With the vernal equinox comes warmer weather and longer days which draws us to the great outdoors. For night-time sky watchers spring brings many new constellations. From late March through June six major constellations are seen in the spring night sky.

Leo the Lion is prominent in the evening sky about 9 p.m.

Leo  is one of the constellations of the Zodiac. According to Greek mythology Leo was the lion killed by Hercules during his 12 labors. 

Leo is easily identified as a backward question mark or a sickle shape group of six stars that form the head of the lion and his mane. The Lion faces west. An additional three stars form the Lion’s hindquarters. 

Of the naked eye stars of Leo three are of particular interest.

The star Regulus is the brightest star in Leo and forms the bottom portion of the question mark or sickle. Regulus is a double star whose companion can be seen in binoculars. It lies about 80 light years away.

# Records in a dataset
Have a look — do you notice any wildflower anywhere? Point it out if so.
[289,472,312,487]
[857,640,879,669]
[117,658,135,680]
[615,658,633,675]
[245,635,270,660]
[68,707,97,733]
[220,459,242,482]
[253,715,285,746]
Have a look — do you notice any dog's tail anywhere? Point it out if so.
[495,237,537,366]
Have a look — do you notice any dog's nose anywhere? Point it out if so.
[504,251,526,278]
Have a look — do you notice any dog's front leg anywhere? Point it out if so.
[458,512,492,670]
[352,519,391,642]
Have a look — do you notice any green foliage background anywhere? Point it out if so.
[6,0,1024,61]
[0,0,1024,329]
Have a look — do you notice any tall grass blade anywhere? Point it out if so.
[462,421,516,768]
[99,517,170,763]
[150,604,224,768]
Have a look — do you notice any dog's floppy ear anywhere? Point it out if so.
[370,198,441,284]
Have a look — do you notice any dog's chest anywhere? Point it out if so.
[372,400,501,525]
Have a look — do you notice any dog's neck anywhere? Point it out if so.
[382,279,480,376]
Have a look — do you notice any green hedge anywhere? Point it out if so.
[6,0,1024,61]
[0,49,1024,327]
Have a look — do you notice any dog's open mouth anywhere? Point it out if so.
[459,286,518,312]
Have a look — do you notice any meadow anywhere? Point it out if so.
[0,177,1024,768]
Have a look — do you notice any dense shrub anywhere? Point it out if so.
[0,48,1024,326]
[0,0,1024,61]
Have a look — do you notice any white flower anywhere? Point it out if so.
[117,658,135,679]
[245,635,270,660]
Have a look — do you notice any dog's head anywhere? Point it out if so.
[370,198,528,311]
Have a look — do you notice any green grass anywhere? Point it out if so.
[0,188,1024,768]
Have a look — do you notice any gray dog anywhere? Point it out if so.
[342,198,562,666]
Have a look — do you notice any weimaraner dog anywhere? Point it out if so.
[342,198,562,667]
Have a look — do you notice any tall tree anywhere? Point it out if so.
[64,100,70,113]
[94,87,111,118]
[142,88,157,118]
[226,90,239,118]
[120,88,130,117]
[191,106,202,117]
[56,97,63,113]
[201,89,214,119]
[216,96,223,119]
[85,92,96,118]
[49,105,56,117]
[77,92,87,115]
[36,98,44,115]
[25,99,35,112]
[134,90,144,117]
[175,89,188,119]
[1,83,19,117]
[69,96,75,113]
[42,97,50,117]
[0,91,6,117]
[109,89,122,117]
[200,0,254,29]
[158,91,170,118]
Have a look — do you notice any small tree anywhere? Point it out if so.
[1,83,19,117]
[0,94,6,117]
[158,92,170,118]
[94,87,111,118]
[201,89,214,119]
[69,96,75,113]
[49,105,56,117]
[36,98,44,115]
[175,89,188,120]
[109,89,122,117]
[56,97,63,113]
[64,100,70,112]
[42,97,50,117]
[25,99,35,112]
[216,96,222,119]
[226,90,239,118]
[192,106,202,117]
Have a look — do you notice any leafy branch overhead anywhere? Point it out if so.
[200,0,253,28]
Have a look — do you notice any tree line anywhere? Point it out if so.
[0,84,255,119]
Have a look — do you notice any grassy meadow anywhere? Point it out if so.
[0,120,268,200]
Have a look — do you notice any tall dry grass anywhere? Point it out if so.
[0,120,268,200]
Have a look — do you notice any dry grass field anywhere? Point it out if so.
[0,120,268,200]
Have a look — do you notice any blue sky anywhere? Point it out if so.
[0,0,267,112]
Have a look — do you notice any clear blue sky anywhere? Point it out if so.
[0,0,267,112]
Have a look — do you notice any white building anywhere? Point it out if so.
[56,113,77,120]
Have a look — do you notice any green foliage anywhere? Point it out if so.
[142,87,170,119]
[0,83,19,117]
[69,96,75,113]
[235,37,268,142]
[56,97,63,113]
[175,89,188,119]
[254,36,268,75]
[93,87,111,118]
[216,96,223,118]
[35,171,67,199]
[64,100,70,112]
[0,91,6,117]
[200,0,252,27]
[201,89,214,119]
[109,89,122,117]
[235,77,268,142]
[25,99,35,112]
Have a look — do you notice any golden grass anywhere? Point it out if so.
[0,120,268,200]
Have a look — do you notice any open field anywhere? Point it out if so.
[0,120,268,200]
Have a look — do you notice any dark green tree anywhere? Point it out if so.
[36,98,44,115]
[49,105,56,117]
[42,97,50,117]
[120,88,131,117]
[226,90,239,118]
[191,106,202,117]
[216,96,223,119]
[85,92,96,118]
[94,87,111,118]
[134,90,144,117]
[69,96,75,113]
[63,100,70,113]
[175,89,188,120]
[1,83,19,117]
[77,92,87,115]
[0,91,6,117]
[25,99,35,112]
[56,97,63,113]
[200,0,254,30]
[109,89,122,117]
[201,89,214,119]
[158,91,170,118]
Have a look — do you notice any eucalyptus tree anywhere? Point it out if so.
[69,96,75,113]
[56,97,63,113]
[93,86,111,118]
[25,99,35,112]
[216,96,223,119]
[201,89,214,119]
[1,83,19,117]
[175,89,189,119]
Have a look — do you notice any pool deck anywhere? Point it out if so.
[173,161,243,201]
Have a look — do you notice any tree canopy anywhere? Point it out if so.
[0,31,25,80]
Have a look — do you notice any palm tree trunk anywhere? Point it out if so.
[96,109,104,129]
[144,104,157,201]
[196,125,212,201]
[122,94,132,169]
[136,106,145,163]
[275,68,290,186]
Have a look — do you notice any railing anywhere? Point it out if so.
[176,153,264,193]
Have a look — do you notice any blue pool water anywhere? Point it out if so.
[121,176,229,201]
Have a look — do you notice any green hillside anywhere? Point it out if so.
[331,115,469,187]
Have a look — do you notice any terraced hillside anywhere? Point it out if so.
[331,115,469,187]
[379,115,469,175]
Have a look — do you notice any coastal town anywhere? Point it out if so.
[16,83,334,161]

# Directive
Repeat the passage on spring constellations from "Leo is easily" to "light years away.", swapping "sickle" for "crescent".

# Output
Leo is easily identified as a backward question mark or a crescent shape group of six stars that form the head of the lion and his mane. The Lion faces west. An additional three stars form the Lion’s hindquarters. 

Of the naked eye stars of Leo three are of particular interest.

The star Regulus is the brightest star in Leo and forms the bottom portion of the question mark or crescent. Regulus is a double star whose companion can be seen in binoculars. It lies about 80 light years away.